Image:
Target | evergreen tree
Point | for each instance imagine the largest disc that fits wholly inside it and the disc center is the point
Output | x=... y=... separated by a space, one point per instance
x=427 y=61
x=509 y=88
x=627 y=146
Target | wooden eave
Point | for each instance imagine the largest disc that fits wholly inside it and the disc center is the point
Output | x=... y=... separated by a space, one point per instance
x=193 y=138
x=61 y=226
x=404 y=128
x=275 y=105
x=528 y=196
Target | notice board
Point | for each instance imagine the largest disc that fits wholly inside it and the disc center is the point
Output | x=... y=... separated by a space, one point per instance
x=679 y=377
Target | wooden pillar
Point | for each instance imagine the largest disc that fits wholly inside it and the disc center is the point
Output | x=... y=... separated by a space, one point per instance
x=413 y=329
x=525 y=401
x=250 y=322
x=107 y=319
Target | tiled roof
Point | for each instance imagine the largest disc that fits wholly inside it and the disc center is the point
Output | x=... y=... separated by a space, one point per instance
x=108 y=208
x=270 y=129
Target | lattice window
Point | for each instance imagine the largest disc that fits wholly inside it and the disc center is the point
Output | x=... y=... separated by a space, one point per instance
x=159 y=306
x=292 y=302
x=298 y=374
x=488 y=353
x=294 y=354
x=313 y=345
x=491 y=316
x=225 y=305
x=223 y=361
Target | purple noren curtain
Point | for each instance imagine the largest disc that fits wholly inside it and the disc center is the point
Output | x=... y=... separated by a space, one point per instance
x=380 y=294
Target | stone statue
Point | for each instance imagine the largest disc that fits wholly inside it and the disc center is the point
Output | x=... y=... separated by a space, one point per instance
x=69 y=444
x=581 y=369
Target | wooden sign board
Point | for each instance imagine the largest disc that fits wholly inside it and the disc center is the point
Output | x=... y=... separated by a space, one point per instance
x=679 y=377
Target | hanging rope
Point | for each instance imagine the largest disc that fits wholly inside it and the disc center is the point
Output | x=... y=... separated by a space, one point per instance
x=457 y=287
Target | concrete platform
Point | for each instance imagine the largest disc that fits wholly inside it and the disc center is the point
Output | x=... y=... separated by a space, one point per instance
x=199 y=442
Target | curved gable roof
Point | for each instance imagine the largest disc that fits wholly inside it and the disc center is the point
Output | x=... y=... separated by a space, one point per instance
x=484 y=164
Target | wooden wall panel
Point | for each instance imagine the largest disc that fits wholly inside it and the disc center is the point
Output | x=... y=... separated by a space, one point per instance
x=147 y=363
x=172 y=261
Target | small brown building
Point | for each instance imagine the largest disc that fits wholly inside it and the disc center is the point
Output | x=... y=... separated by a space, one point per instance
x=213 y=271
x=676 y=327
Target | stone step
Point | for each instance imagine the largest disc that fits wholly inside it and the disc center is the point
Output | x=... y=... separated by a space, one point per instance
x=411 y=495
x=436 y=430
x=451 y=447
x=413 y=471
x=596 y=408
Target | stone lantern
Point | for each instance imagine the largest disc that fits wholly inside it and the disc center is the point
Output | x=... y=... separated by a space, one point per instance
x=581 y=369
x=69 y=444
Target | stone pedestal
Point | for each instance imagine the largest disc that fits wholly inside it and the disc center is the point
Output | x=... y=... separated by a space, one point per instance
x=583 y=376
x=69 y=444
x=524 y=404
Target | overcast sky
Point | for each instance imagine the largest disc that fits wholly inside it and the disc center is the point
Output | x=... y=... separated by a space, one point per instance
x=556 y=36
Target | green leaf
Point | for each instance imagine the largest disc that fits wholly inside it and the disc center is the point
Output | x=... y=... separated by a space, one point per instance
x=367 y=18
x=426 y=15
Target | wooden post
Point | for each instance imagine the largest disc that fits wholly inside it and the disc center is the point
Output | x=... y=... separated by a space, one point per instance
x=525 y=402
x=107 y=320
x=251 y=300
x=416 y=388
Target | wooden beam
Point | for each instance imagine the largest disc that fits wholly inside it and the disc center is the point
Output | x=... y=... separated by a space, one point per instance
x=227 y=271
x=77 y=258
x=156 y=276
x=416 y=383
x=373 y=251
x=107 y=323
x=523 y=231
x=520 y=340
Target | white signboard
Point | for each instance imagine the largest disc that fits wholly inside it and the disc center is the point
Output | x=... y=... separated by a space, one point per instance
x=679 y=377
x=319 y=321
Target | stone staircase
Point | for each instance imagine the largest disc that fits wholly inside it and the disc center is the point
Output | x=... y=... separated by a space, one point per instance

Problem to solve
Write out all of the rows above again, changing every "disc" to "circle" and leaving everything else untouched.

Problem solution
Image:
Target | evergreen tree
Point | for each instance imagine the largest circle that fits wholly inside it and the circle center is the point
Output | x=... y=... separated by a space, one point per instance
x=427 y=61
x=509 y=88
x=627 y=146
Target | wooden eave
Point | for each instance imagine the largest circle that fits wholly inside it and the circle center is the point
Output | x=... y=... separated by a space, one point per instance
x=193 y=138
x=61 y=226
x=404 y=128
x=275 y=105
x=528 y=196
Target | notice board
Point | for each instance imagine the largest circle that fits wholly inside it and the circle center is the point
Output | x=... y=... separated by a space, one point per instance
x=679 y=377
Target | wooden pillar
Point | for each instance imagine the largest circle that fits wholly inside it and the circle center is the point
Output | x=... y=... separated by a space, one point per instance
x=413 y=329
x=525 y=401
x=250 y=322
x=107 y=319
Target | tiled roof
Point | for each instance imagine the largest circle that fits wholly inside it and the circle center is the point
Output | x=... y=... separated by a space, one point per instance
x=108 y=208
x=270 y=129
Target | lattice window
Point | for each instance imagine the largest circle that fits wholly inside it and the circle center is the point
Output | x=... y=... separated by a space, one point per instance
x=159 y=306
x=292 y=302
x=298 y=374
x=488 y=353
x=294 y=354
x=313 y=345
x=491 y=316
x=225 y=305
x=223 y=361
Target | purple noren curtain
Point | for each instance imagine the largest circle that fits wholly inside it and the circle center is the point
Output | x=... y=... separated by a space, one point per instance
x=380 y=294
Target | stone statue
Point | for each instance imagine the largest circle that fits wholly inside it and the circle center is the point
Output | x=... y=... separated by a space, one point per instance
x=69 y=444
x=581 y=369
Target | wooden sign board
Point | for each instance imagine the largest circle that fits wholly inside it and the circle center is the point
Output | x=... y=... separated by a space, one point per instance
x=679 y=377
Target | hanging rope
Point | for each instance imagine the largest circle that fits wholly inside it and the circle center is the point
Output | x=... y=... separated by a space, one point per instance
x=457 y=287
Target | concrete platform
Point | for each instance imagine the largest circle that fits wholly inside it and the circle center is the point
Output | x=... y=... separated by a space, one point per instance
x=199 y=442
Target | curved gable roof
Point | for each instance imagine the largest circle that fits wholly inside it and the circle center is the point
Output | x=... y=... separated by a space, one point per instance
x=484 y=164
Target | wooden wall panel
Point | for each instance imagine the largest circle that fits wholly inside it and the circle center is the point
Output | x=... y=... separated by a space, one point per instance
x=147 y=363
x=172 y=261
Target | small brown building
Point | for each instance imagine the largest circle that fits wholly inside it and the circle center is the point
Output | x=... y=... separated by a space, one point per instance
x=213 y=271
x=676 y=327
Target | stone step
Point | for each instance imagine the largest circle that fits wholly inside it and the circle center is the point
Output | x=... y=... separated by a space, one point per instance
x=411 y=495
x=436 y=430
x=451 y=447
x=413 y=471
x=596 y=408
Target | stone lantern
Point | for each instance imagine the largest circle that fits wholly inside it and the circle center is the point
Output | x=... y=... separated by a space, one point per instance
x=581 y=369
x=69 y=444
Target | stone pedestal
Point | for each instance imagine the largest circle that fits wholly inside it and the circle center is the point
Output | x=... y=... separated by a space, one point per instance
x=583 y=376
x=69 y=444
x=524 y=404
Target | overcast sky
Point | for each instance imagine the largest circle that fits wholly inside it and the circle center is the point
Output | x=... y=... separated by a space, one point per instance
x=556 y=36
Target | green leaf
Point | for each instance imagine the largest circle that fits wholly inside it and the circle center is the point
Output | x=... y=... separated by a space, one point per instance
x=367 y=18
x=426 y=15
Target | wooden post
Point | for each instance imagine the largest circle that fits wholly inside it and the circle center is the point
Output | x=... y=... separated by a space, one point per instance
x=525 y=402
x=107 y=320
x=251 y=300
x=416 y=388
Target | wooden beam
Point | for each instance imagine the largest circle that fits wholly inside it and the circle center is the point
Output | x=... y=... separated by a space, one point per instance
x=227 y=271
x=77 y=258
x=156 y=276
x=416 y=383
x=373 y=251
x=107 y=323
x=523 y=231
x=520 y=340
Target | white signboard
Point | for each instance imagine the largest circle that fits wholly inside it and the circle center is the point
Output | x=... y=... separated by a space, one point per instance
x=679 y=377
x=319 y=321
Target | stone staircase
Point | for each instance imagine the largest circle that fits wholly inside it and the circle center is the point
Output | x=... y=... separated by a space, one point per instance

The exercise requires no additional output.